Schriftliche Aufgaben:
- 1) In welchem Jahr hat Washington laut dem Text zur südamerikanischen Emanzipation seinen Vormachtanspruch über Lateinamerika formuliert, und mit welcher Doktrin?
- 2) Führe den Text zur südamerikanischen Emanzipation nach seinem letzten Satz weiter.

# taz.de -- Debatte Südamerikanische Emanzipation: Amerika versus Amerika
       
       > Eine zweite große Emanzipationsbewegung hat die südamerikanischen Staaten
       > erfasst, sie lösen sich von den USA. Doch diese reagieren darauf nur mit
       > den Rezepten des Kalten Krieges.
       
       Lateinamerika rückt zusammen. Zwei Jahrhunderte nach dem Wirken des
       "Befreiers" Simón Bolívar emanzipieren sich die Länder des Subkontinents
       ein zweites Mal. Diesmal geht es nicht um die politische Unabhängigkeit von
       den europäischen Kolonialmächten, sondern um die wirtschaftliche und
       kulturelle Abnabelung von der Weltmacht USA. Immer unzeitgemäßer wirkt die
       Monroe-Doktrin "Amerika den Amerikanern", mit der Washington bereits 1823
       seinen Vormachtanspruch über Lateinamerika formuliert hatte.

Material:
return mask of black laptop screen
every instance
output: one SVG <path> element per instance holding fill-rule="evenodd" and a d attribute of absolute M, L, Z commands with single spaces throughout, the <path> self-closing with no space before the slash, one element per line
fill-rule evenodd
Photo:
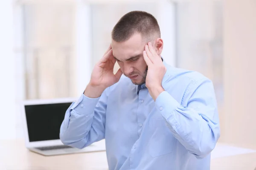
<path fill-rule="evenodd" d="M 61 125 L 71 103 L 25 106 L 29 141 L 59 139 Z"/>

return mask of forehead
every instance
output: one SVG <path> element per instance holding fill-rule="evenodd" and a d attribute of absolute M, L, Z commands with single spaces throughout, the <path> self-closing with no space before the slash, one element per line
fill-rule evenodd
<path fill-rule="evenodd" d="M 123 42 L 116 42 L 112 40 L 113 55 L 120 60 L 125 60 L 142 53 L 146 44 L 146 42 L 143 40 L 140 34 L 135 34 Z"/>

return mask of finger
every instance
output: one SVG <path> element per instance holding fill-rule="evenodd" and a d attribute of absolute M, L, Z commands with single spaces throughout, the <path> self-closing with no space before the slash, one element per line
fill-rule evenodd
<path fill-rule="evenodd" d="M 147 65 L 148 65 L 148 66 L 150 66 L 153 64 L 153 63 L 147 55 L 147 52 L 145 50 L 143 51 L 143 57 L 145 60 L 145 62 L 146 62 L 146 63 L 147 64 Z"/>
<path fill-rule="evenodd" d="M 120 79 L 122 75 L 122 70 L 121 70 L 121 68 L 119 68 L 116 73 L 115 74 L 115 76 L 116 78 L 116 79 L 118 81 Z"/>
<path fill-rule="evenodd" d="M 148 49 L 149 50 L 149 51 L 150 51 L 150 52 L 153 54 L 153 55 L 158 56 L 156 51 L 153 48 L 152 43 L 151 43 L 151 42 L 148 42 Z"/>
<path fill-rule="evenodd" d="M 152 43 L 151 42 L 148 42 L 148 48 L 150 52 L 152 54 L 151 60 L 154 62 L 154 63 L 162 62 L 162 60 L 161 58 L 159 57 L 158 54 L 157 53 L 156 51 L 154 49 Z"/>
<path fill-rule="evenodd" d="M 113 54 L 113 51 L 112 49 L 111 49 L 106 54 L 103 56 L 103 57 L 101 60 L 101 62 L 105 62 L 107 61 L 108 61 L 109 59 L 112 59 L 114 58 Z"/>
<path fill-rule="evenodd" d="M 148 49 L 148 45 L 145 45 L 145 51 L 146 51 L 146 53 L 147 54 L 147 56 L 148 57 L 150 60 L 151 62 L 154 62 L 154 57 L 152 54 L 152 53 L 149 51 L 149 49 Z"/>
<path fill-rule="evenodd" d="M 108 49 L 107 50 L 107 51 L 106 51 L 106 52 L 105 52 L 105 53 L 104 53 L 104 55 L 103 55 L 103 56 L 104 56 L 105 55 L 106 55 L 107 54 L 107 53 L 108 53 L 108 51 L 109 51 L 112 49 L 112 46 L 111 46 L 111 44 L 110 44 L 109 45 L 109 46 L 108 46 Z"/>

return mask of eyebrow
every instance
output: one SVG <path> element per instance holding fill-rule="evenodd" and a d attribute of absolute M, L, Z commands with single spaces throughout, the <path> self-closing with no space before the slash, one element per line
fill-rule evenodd
<path fill-rule="evenodd" d="M 136 58 L 139 57 L 140 57 L 141 56 L 142 56 L 142 55 L 143 55 L 143 53 L 141 53 L 141 54 L 139 54 L 136 55 L 136 56 L 135 56 L 132 57 L 130 57 L 130 58 L 128 58 L 128 59 L 125 60 L 125 61 L 128 61 L 128 60 L 132 60 L 132 59 L 135 59 L 135 58 Z M 115 59 L 116 59 L 116 60 L 117 60 L 117 61 L 119 61 L 119 60 L 117 59 L 115 57 L 114 57 L 114 58 L 115 58 Z"/>

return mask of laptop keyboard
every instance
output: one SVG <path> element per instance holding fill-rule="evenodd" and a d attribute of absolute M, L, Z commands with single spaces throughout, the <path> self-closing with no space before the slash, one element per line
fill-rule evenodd
<path fill-rule="evenodd" d="M 41 150 L 52 150 L 54 149 L 66 149 L 66 148 L 72 148 L 73 147 L 67 145 L 58 145 L 58 146 L 47 146 L 45 147 L 37 147 L 37 149 Z"/>

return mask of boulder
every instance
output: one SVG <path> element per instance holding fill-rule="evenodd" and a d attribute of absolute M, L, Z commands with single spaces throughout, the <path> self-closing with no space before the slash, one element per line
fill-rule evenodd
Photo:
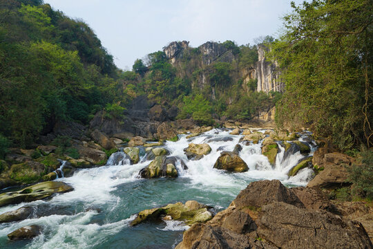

Antworten je Aufgabe:
- 1) Im Jahr 1823, mit der Monroe-Doktrin „Amerika den Amerikanern“.

- 2)
       
       Ohne den langjährigen Druck sozialer Bewegungen wäre die jüngste
       Entwicklung nicht möglich geworden. In sämtlichen Ländern steht die soziale
       Frage wieder auf der Agenda. Zuletzt hat vor allem die US-Regierung unter
       dem Ölmultimillionär George W. Bush die inneramerikanischen Spannungen
       verschärft.
       
       Drei seiner Gegenspieler stammen aus einfachen Verhältnissen: der frühere
       Metallgewerkschafter Luiz Inácio Lula da Silva in Brasilien, der
       mestizische Exfallschirmjäger Hugo Chávez aus Venezuela und Evo Morales,
       der erste Indígena an der Spitze Boliviens. Ihre wiederholten Wahlerfolge
       sind - wie jene vieler KollegInnen in den Nachbarländern - vor allem eine
       Reaktion auf die sozialen Verwerfungen, die neoliberaler Staatsabbau und
       der Ausverkauf ganzer Industrien hinterlassen haben. Nirgendwo auf der Welt
       ist die Kluft zwischen Arm und Reich tiefer als in Lateinamerika.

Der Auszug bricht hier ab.